→ Problem details
A word-for-word copy of the data is what's wanted, with no pictures.

→ Records for processing
_ _ _ _ _ _ _
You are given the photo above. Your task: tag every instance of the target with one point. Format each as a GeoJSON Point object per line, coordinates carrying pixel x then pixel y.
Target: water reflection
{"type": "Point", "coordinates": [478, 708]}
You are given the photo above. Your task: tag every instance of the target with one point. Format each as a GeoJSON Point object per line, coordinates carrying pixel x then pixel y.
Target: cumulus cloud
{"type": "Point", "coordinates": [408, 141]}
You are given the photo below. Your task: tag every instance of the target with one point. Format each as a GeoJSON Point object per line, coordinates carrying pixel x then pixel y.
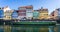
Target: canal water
{"type": "Point", "coordinates": [18, 28]}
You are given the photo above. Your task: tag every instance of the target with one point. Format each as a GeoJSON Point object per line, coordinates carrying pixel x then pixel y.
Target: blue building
{"type": "Point", "coordinates": [14, 14]}
{"type": "Point", "coordinates": [1, 14]}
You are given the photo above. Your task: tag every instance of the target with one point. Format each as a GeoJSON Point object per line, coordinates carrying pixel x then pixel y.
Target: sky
_ _ _ _ _ _ _
→ Finished task
You are given the photo above. Your task: tag every instance of the target with one point. Format each as a GeoJSON Point object per line, coordinates carrying pixel x then pixel y.
Target: water reflection
{"type": "Point", "coordinates": [478, 708]}
You are given the photo above. Your task: tag every instance of the target with one point. Format each as a GeoJSON Point object per line, coordinates carrying pixel x then pixel y.
Target: cumulus cloud
{"type": "Point", "coordinates": [408, 141]}
You are given the photo below. Your task: tag every instance of the target with one point. Format each as a GeoJSON Point object per line, coordinates carrying pixel x then pixel y.
Target: canal water
{"type": "Point", "coordinates": [18, 28]}
You are given the photo above. Your task: tag every instance of the target with one point. Format each as a GeoJSON Point object per line, coordinates carrying pixel x then pixel y.
Target: blue building
{"type": "Point", "coordinates": [14, 14]}
{"type": "Point", "coordinates": [1, 14]}
You are given the photo above. Your task: tag every instance of the target with one point. Format each as a GeoJSON Point object per line, coordinates carrying pixel x then pixel y.
Target: sky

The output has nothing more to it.